TEKST STRONY:

-*-*-

Dzielnicowi po raz kolejny zdążyli z pomocą
Po raz kolejny kłobuccy dzielnicowi na czas dotarli do osoby potrzebującej pomocy. Gdy policjant dowiedział się, że kilka godzin wcześniej, jeden z mieszkańców jego rejonu dostał ataku padaczki, pojechał sprawdzić, czy mężczyzna dotarł do domu. Wtedy okazało się, że ten potrzebował pilnej pomocy, gdyż w stanie wychłodzenia i z raną na głowie przebywał się w nieogrzewanym mieszkaniu...

-*-*-

Zebrane wpisy danych:
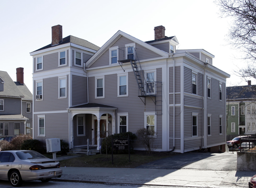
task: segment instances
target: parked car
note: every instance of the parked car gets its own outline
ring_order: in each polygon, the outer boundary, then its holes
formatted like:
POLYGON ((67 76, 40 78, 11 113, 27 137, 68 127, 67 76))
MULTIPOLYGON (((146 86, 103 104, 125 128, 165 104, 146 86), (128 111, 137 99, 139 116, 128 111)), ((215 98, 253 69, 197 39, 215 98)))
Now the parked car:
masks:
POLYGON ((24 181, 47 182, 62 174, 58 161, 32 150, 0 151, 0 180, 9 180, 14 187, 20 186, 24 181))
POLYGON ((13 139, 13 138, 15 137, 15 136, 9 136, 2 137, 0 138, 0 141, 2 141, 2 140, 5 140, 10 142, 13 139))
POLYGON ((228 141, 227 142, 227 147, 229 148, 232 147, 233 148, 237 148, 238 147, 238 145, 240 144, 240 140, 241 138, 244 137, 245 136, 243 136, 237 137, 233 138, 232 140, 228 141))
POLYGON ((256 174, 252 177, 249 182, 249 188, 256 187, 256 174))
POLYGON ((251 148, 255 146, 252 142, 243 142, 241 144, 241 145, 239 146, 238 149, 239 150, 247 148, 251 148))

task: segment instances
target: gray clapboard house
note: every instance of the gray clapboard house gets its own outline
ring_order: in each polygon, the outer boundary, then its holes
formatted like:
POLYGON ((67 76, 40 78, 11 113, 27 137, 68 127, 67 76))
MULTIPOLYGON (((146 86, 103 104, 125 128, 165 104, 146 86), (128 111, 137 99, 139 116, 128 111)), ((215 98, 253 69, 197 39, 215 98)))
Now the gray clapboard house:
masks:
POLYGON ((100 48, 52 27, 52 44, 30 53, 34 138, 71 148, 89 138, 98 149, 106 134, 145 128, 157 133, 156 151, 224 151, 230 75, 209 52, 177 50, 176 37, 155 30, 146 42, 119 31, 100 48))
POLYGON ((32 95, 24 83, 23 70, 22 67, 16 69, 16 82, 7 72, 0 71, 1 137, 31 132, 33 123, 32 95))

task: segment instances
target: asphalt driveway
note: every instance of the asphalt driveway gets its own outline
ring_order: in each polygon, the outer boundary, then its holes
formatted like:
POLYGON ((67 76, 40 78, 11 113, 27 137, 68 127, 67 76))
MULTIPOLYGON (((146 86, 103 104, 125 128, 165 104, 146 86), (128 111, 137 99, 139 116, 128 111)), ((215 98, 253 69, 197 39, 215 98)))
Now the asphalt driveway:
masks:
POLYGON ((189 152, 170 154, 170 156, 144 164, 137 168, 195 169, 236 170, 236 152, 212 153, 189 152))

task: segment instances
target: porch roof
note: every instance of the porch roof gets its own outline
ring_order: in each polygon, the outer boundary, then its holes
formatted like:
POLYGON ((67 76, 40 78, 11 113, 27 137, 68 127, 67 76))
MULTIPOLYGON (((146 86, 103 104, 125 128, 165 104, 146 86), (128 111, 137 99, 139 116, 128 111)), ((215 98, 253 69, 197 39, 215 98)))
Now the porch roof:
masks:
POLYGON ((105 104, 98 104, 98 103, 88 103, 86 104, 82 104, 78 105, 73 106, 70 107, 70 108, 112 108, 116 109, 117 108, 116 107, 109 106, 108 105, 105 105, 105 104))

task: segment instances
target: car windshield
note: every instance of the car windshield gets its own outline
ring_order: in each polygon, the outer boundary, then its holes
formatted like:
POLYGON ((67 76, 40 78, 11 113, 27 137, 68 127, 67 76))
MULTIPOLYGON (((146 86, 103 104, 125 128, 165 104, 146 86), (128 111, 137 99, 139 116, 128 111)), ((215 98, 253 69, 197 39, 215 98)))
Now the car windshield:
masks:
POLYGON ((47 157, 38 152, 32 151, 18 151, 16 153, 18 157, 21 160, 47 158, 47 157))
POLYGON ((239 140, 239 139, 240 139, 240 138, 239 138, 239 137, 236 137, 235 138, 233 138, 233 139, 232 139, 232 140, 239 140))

-*-*-

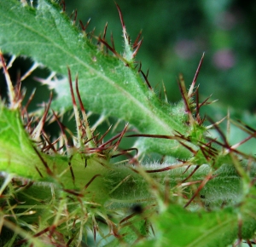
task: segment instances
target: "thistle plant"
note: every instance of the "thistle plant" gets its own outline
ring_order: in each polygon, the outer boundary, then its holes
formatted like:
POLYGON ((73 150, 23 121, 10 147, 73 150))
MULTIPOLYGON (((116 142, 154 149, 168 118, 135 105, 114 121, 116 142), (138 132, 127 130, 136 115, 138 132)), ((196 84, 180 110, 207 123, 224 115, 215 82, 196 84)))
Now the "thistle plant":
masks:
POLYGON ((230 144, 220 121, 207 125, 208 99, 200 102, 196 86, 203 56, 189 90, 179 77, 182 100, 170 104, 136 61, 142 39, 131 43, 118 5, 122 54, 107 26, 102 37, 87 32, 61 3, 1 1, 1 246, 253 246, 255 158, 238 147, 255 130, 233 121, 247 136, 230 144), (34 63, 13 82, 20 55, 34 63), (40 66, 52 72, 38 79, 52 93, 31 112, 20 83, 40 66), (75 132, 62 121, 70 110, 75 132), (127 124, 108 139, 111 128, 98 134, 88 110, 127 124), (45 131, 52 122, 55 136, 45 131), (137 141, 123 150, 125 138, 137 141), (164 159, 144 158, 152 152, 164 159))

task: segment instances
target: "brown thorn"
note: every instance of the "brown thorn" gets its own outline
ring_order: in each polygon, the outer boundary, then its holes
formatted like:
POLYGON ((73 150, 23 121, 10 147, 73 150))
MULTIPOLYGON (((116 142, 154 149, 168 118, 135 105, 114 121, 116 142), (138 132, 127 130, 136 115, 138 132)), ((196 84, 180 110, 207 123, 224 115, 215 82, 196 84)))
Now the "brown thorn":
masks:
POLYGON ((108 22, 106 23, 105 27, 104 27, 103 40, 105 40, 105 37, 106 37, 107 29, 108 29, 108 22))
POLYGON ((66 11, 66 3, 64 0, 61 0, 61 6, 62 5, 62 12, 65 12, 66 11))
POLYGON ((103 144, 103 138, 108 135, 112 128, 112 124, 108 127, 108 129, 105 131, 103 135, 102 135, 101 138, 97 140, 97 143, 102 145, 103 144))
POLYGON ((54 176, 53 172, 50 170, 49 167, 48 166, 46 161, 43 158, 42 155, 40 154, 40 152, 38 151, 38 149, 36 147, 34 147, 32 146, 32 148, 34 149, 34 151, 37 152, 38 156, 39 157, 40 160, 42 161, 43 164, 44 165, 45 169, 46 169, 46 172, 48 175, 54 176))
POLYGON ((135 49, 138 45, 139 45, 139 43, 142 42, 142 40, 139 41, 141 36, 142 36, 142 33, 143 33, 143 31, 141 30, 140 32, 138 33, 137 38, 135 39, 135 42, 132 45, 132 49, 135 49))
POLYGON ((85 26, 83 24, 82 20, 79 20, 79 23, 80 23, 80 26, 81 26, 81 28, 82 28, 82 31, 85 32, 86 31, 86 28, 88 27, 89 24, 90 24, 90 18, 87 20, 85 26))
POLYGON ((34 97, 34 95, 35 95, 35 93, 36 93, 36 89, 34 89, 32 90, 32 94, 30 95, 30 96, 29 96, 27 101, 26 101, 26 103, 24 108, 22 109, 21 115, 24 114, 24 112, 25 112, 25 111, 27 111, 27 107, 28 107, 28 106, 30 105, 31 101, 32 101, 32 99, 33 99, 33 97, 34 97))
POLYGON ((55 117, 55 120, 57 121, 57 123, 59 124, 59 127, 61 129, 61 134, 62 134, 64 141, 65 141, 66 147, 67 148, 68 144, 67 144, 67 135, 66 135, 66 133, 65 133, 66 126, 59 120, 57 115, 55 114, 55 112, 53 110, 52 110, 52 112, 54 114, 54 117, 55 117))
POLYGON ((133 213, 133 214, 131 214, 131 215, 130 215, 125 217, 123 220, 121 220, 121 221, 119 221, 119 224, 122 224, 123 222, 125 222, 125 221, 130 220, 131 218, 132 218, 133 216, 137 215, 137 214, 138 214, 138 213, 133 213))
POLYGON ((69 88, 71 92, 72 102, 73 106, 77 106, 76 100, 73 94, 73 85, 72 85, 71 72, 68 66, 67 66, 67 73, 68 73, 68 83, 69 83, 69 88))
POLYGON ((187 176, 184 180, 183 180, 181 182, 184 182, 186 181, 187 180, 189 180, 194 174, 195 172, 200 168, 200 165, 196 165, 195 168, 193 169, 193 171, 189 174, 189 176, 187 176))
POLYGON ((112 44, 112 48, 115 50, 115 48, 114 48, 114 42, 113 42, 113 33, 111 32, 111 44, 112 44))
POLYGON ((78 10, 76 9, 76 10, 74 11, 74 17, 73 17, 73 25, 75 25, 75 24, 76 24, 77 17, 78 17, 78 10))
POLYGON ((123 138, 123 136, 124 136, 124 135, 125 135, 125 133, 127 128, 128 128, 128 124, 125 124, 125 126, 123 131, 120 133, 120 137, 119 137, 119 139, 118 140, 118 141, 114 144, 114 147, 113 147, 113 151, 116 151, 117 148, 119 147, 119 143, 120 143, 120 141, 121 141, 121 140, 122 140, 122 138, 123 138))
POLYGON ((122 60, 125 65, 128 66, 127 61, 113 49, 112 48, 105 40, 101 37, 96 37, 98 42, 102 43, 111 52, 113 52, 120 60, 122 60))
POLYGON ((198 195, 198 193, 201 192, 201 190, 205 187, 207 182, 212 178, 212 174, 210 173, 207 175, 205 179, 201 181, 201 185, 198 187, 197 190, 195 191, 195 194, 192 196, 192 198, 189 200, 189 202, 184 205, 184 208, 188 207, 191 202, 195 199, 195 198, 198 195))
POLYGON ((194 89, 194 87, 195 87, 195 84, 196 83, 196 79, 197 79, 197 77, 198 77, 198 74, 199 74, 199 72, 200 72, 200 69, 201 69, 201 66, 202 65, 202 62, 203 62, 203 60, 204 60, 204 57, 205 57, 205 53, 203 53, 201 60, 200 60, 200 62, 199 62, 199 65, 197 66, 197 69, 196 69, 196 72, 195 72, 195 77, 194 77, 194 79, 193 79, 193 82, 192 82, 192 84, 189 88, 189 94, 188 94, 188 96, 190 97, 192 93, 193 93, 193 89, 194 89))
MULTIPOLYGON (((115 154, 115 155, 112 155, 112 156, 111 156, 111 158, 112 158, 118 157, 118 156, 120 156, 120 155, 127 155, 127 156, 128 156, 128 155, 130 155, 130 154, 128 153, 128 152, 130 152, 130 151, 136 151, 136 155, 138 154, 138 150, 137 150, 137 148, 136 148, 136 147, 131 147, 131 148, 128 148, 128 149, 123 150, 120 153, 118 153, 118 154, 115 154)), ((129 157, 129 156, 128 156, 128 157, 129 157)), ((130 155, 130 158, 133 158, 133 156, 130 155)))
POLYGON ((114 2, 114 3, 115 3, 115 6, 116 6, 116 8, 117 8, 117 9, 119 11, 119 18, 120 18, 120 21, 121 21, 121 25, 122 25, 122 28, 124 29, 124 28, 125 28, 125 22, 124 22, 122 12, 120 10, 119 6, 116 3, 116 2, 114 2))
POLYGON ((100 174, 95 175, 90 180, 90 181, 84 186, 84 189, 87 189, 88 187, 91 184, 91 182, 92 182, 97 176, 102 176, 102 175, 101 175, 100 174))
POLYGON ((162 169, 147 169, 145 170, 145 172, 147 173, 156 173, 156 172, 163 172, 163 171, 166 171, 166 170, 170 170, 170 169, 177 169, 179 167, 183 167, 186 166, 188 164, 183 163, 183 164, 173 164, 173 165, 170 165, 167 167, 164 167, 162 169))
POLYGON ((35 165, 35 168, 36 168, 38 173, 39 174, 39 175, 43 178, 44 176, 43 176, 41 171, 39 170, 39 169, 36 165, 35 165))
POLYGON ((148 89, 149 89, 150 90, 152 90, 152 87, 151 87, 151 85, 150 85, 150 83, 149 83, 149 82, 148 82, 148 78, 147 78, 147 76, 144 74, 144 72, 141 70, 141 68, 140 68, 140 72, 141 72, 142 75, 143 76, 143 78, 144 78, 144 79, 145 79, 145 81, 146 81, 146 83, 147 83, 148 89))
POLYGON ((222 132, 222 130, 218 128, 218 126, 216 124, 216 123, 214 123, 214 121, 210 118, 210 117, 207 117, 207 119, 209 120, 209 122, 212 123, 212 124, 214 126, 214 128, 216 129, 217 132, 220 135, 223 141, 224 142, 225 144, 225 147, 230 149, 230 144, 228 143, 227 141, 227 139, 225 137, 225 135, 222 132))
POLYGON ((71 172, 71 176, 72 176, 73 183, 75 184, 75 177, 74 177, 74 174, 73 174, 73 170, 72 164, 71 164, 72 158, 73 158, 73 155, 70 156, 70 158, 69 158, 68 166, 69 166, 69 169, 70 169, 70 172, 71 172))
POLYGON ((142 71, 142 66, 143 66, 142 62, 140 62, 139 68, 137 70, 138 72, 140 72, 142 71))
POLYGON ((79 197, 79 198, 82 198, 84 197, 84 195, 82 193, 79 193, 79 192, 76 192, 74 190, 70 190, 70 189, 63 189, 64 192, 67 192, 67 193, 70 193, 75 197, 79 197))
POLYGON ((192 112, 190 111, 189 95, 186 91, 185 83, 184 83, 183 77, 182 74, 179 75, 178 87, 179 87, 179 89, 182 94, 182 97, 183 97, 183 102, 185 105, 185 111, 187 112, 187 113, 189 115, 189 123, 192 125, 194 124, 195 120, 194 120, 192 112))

-*-*-

ZADANIE A:
Wypisz z tekstu o kłobuckich dzielnicowych fragment zaczynający się od słów "Dzielnicowi po raz" i kończący na słowach "w nieogrzewanym mieszkaniu...".
ZADANIE B:
Co według tekstu o kłobuckich dzielnicowych przydarzyło się mieszkańcowi rejonu kilka godzin wcześniej?

TWOJE ROZWIĄZANIE A:
Dzielnicowi po raz kolejny zdążyli z pomocą
Po raz kolejny kłobuccy dzielnicowi na czas dotarli do osoby potrzebującej pomocy. Gdy policjant dowiedział się, że kilka godzin wcześniej, jeden z mieszkańców jego rejonu dostał ataku padaczki, pojechał sprawdzić, czy mężczyzna dotarł do domu. Wtedy okazało się, że ten potrzebował pilnej pomocy, gdyż w stanie wychłodzenia i z raną na głowie przebywał się w nieogrzewanym mieszkaniu...

TWOJE ROZWIĄZANIE B:
Dostał ataku padaczki.